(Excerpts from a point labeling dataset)
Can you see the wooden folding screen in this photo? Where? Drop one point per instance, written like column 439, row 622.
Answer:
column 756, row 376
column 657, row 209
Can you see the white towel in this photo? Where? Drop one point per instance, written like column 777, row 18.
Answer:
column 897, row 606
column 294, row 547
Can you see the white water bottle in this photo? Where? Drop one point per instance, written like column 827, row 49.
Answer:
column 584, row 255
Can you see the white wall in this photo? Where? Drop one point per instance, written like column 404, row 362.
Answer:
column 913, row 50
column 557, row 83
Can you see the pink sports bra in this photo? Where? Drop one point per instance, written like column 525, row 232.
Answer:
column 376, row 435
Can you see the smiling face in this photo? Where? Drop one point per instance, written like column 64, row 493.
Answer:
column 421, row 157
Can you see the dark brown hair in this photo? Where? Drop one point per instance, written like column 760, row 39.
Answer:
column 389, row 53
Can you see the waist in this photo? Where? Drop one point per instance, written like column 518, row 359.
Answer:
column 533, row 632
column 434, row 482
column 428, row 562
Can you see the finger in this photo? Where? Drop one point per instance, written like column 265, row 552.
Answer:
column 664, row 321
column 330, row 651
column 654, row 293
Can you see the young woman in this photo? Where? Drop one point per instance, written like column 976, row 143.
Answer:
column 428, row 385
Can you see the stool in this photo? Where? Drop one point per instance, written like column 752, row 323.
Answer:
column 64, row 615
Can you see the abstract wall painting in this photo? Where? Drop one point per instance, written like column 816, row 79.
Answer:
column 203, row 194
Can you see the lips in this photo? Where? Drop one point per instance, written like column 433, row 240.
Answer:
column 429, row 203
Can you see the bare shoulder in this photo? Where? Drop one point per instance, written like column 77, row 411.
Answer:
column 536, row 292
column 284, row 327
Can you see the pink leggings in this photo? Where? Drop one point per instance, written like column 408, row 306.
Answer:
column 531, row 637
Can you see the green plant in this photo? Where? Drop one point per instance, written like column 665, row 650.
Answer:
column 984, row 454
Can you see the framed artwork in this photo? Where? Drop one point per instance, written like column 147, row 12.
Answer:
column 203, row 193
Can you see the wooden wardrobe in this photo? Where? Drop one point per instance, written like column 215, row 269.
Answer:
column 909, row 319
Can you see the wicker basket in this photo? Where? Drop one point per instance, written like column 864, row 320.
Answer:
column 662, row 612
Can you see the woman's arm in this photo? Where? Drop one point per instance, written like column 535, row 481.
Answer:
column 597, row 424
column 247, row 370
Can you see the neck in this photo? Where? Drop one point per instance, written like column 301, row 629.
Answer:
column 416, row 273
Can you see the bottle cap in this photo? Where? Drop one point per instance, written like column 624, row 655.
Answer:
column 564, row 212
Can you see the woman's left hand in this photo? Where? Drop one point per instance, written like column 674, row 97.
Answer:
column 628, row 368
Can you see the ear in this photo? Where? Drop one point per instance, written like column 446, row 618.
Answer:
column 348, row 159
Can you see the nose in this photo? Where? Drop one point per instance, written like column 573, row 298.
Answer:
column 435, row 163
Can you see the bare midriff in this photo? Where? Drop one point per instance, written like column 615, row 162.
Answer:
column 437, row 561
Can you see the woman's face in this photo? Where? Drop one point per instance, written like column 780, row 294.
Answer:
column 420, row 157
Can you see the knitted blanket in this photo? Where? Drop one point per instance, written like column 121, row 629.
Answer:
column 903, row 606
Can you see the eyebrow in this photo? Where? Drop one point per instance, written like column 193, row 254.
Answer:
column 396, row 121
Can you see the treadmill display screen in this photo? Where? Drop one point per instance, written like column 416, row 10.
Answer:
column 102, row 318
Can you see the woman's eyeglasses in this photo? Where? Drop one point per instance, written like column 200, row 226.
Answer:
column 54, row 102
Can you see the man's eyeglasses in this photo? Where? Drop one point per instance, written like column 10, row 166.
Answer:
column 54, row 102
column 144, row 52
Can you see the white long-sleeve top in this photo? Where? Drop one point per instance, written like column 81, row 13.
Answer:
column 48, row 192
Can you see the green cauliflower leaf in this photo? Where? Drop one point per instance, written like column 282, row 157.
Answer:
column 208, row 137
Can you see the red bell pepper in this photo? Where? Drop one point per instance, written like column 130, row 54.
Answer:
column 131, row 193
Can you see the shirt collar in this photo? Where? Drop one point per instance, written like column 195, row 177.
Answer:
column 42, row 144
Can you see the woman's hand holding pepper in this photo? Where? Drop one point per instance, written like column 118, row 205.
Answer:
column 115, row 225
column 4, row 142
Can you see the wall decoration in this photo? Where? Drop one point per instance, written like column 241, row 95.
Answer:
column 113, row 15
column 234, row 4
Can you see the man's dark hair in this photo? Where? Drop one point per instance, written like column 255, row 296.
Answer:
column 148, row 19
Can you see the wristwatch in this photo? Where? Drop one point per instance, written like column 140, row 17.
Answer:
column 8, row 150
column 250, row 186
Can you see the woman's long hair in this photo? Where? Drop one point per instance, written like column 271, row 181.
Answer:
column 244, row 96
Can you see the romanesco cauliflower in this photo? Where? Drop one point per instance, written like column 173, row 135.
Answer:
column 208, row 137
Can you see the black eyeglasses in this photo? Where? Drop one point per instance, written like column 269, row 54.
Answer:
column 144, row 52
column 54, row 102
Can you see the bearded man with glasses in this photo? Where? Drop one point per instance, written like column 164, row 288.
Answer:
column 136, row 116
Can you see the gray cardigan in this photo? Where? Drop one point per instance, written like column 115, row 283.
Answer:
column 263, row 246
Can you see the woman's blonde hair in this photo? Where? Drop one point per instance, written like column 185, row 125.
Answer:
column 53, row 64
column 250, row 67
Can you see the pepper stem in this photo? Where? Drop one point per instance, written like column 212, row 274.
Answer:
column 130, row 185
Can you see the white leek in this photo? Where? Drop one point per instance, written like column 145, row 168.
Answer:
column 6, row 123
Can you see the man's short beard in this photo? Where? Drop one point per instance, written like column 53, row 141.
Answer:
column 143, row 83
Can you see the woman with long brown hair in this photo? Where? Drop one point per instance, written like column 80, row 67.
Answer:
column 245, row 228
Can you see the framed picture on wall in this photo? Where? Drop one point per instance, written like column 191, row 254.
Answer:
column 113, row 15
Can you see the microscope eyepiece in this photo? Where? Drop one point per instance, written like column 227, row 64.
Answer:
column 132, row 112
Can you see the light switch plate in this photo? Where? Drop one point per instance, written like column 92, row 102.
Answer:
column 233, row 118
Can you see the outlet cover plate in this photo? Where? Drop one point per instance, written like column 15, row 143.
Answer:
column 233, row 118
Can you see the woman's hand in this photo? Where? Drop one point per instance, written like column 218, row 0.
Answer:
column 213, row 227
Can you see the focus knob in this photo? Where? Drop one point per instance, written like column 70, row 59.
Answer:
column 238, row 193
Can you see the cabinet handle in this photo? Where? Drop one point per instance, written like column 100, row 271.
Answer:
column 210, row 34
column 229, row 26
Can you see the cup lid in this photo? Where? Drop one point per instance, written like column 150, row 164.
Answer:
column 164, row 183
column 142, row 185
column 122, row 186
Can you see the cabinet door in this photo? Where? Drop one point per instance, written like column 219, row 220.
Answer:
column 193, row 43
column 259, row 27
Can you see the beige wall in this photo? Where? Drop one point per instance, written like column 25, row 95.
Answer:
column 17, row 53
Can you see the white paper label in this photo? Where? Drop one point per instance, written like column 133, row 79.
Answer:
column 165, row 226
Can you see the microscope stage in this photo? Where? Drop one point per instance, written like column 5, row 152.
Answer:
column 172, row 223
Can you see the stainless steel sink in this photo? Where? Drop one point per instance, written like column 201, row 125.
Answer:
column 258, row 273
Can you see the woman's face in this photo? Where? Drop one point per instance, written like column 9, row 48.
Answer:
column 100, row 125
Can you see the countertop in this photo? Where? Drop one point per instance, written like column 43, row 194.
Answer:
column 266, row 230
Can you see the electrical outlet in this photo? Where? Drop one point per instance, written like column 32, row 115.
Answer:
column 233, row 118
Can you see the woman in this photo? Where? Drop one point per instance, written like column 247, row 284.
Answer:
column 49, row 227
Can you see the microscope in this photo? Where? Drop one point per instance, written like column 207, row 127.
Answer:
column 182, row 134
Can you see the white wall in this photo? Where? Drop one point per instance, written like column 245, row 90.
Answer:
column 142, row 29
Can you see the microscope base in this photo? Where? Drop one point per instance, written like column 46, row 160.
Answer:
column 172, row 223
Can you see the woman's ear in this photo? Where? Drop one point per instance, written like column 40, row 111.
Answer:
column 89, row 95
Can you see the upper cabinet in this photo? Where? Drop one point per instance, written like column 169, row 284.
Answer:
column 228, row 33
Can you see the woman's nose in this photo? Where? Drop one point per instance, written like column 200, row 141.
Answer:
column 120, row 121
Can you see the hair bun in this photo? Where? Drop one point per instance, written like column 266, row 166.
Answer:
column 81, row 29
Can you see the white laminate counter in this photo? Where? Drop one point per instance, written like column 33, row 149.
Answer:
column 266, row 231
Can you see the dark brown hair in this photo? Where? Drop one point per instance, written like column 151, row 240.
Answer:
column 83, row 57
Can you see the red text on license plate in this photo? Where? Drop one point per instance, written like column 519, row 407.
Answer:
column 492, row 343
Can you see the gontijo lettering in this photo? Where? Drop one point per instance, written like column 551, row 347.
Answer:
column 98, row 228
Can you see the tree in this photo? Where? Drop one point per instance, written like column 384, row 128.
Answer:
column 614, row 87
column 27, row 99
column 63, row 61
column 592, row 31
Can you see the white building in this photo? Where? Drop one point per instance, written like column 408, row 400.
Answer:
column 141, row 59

EXERCISE TASK:
Copy the data above word for word, starting at its first line and ending with the line that contains "column 428, row 385", including both of those lines.

RESULT OF THE TASK:
Can you see the wooden folding screen in this photo? Where? Drop one point per instance, written like column 439, row 622.
Answer:
column 756, row 376
column 657, row 209
Can you see the white towel in this photo? Where? Drop one point per instance, written like column 777, row 18.
Answer:
column 897, row 606
column 294, row 547
Can you see the white water bottle in this photo? Where? Drop one point per instance, written like column 827, row 49.
Answer:
column 584, row 255
Can you see the white wall in this photo? Where? Drop one point per instance, written like column 404, row 362.
Answer:
column 913, row 50
column 557, row 83
Can you see the pink sports bra in this photo? Where? Drop one point per instance, written like column 525, row 232.
Answer:
column 376, row 435
Can you see the smiling face in this photo? Where? Drop one point per instance, written like column 64, row 493.
Answer:
column 421, row 157
Can you see the dark brown hair in this photo? Where? Drop one point per instance, written like column 760, row 39.
Answer:
column 389, row 53
Can you see the waist in this photo? Where? Drop one point per instance, written like column 518, row 359.
Answer:
column 533, row 632
column 434, row 482
column 428, row 562
Can you see the finger in this photo? Where? Drop one point per instance, written like column 265, row 552.
Answer:
column 664, row 321
column 330, row 651
column 654, row 293
Can you see the young woman in this photo? Where? Drop one point per instance, written like column 976, row 143.
Answer:
column 428, row 385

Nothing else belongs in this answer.